__Selected passage__.
2 The order granted by the Land Claims Court on 13 January 2016 is substituted with the following:
‘(a) The first and second respondents and all those occupying through them are to vacate the farm:
(i) Remaining Extent of Portion 1 of the farm Damascus 125, Registration Division HT, Province of Mpumalanga.
(ii) Portion 4 of the farm Damascus HT 125, Registration Division
HT, Province of Mpumalanga.
(iii) The remaining Extent of the farm Damascus 125, Registration Division HT, Province of Mpumalanga.
(b) The respondents are to remove all the livestock belonging to them from the farm on the date of eviction.
(c) The applicants are to pay an amount of R100 000 to each of the respondents as follows:
(i) R200 000 to be paid on the day following the date of this order into the trust account of the applicants' instructing attorneys of record, for the purpose of:
(ii) Paying R50 000 to each of the respondents within seven days of the date of this order.
(iii) Paying R50 000 to each of the respondents within seven days of their having vacated the farm.
(d) The respondents and all those occupying through them are to vacate the farm on or before 1 September 2017.
(e) The Sheriff for the district is authorised to effect the eviction in the event of the respondents' failure to vacate the farm in accordance with this order.
(f) The applicants are to assist the respondents with the relocation of their moveable assets, livestock and building material, including building material salvaged from the dwellings which comprise their homesteads and to meet the transport costs incurred by such assistance.
(g) No order as to costs is made.'
JUDGMENT
Fourie AJA (Ponnan, Mbha, Dambuza and Van Der Merwe JJA concurring):
[1] The issue in this appeal is whether the Land Claims Court (the LCC) was precluded from ordering, at the instance of the first and second respondents, the appellants’ eviction from farm land occupied by them. The appeal is with the leave of the LCC.
[2] The factual matrix providing the background to the application is largely common cause and may succinctly be summarized thus: The first respondent is the owner of certain farm land in the province of Mpumalanga, on which the second respondent conducts farming activities. (The first and second respondents are hereinafter referred to as ‘the respondents’.) The appellants and their family members have resided on the farm since 1975 and 1980, respectively. At the time of the application for their eviction the appellants were not in the employ of the respondents and their right of residence had been terminated by the respondents on 2 July 2013 in terms of the provisions of s 10 of the Extension of Security of Tenure Act 62 of 1997 (the Act). The appellants disputed the lawfulness of this termination, prompting the application for their eviction. I should add that the remaining respondents (the relevant local and provincial authorities) abided the decision of the court a quo and have not participated in this appeal.

__Goals__.
[1] Answer these questions about the eviction judgment:
(a) By what date does the substituted order require the respondents to vacate the farm?
(b) Since which years have the appellants and their family members lived on the farm?
(c) On what date was the appellants' right of residence terminated?
[2] Write the next part of the eviction judgment, starting after its last sentence.
The rows after the eviction judgment are separate material with no connection to it.

__Listed records__.
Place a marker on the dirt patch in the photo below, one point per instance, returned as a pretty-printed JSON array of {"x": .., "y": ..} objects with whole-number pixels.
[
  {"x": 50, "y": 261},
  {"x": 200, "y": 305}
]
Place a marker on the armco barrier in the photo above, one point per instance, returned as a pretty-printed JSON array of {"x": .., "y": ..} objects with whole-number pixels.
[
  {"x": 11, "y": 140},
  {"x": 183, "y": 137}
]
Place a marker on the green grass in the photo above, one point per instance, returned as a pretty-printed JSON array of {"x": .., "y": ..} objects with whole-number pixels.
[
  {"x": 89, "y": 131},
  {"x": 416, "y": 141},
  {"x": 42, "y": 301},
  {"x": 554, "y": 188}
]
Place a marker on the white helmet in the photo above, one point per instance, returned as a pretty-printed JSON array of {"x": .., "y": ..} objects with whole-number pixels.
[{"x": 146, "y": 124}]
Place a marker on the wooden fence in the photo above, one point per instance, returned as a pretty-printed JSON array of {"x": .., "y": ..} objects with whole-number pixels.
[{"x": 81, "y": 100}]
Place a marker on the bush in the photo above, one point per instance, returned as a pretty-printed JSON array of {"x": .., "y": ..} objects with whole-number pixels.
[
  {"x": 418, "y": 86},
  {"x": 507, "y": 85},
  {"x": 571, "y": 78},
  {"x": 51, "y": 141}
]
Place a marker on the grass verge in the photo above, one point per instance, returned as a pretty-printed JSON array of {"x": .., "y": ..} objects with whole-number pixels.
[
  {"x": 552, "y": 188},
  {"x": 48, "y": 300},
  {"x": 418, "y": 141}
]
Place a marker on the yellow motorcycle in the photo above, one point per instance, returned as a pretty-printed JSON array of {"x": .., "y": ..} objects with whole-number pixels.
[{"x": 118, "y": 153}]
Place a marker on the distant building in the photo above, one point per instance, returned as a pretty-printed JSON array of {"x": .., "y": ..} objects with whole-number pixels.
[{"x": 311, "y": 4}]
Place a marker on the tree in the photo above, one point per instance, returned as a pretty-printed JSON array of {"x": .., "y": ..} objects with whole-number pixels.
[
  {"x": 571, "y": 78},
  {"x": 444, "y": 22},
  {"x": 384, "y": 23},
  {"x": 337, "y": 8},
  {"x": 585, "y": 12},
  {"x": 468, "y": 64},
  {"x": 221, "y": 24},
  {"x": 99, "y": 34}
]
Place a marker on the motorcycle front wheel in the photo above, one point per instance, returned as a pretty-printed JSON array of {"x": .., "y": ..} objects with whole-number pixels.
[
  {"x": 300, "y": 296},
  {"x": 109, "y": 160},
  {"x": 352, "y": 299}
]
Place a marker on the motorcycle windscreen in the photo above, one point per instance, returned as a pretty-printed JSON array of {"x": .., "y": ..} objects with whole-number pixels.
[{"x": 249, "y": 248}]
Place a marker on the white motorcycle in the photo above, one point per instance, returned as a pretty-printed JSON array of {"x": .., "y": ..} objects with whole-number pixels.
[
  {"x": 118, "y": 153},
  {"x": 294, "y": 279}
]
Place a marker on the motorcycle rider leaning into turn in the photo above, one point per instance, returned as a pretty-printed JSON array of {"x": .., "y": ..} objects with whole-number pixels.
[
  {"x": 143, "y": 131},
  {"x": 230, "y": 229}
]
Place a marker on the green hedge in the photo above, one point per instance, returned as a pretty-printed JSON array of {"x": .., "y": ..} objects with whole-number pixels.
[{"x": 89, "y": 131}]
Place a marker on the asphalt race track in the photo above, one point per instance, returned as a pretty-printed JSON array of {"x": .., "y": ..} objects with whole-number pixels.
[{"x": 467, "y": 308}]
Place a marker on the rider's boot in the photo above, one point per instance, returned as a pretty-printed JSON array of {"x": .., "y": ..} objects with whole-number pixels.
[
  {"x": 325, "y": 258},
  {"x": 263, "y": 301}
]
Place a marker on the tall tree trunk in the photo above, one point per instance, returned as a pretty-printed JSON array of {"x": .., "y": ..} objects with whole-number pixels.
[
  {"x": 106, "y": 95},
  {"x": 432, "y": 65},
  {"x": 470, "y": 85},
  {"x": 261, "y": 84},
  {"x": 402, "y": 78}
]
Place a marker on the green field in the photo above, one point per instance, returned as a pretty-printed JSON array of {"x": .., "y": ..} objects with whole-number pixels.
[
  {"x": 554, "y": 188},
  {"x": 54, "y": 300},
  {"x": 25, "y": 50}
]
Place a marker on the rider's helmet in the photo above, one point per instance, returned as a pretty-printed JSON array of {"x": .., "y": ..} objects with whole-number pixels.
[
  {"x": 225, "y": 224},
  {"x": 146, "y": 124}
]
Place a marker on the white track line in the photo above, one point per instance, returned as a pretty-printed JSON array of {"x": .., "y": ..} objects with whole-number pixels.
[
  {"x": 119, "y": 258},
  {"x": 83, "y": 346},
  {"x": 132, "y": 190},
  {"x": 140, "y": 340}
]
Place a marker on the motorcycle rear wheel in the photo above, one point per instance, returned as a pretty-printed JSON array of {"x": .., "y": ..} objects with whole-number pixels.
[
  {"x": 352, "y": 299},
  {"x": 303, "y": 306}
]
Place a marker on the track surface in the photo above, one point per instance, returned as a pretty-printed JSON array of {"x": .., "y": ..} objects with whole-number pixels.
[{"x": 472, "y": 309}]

__Written responses__.
[1]
(a) On or before 1 September 2017.
(b) Since 1975 and 1980, respectively.
(c) On 2 July 2013.

[2]
[3] The appellants opposed the application and, in the event, it was heard by Mpshe AJ, who held that the appellants’ right of residence had been lawfully terminated, particularly in view of their conduct in causing damage to the respondents’ property, resulting in an irretrievable breakdown of the relationship between the parties. He accordingly ordered that:
a) The appellants and all those occupying through them were to vacate the farm on or before 29 February 2016 and the sheriff was authorised to effect the eviction on 7 March 2016 in the event of the appellants’ failure to vacate.
b) The appellants were to remove all their livestock from the farm.
c) The respondents were to pay an amount of R30 000 to each of the appellants on the date of eviction.
In addition, no order as to costs was made.
[4] The purpose of the Act, as appears from its long title, is, inter alia, to facilitate the long-term security of land tenure by regulating the conditions on and circumstances under which the right of persons to reside on land may be terminated, as well as to regulate the conditions and circumstances under which such persons may be evicted from land. Section 10 of the Act prescribes the conditions and circumstances pertaining to the eviction of persons who were the occupiers of property on 4 February 1997, while s 11 deals with persons who became occupiers after 4 February 1997. The appellants fall within the category of persons covered by s 10 of the Act.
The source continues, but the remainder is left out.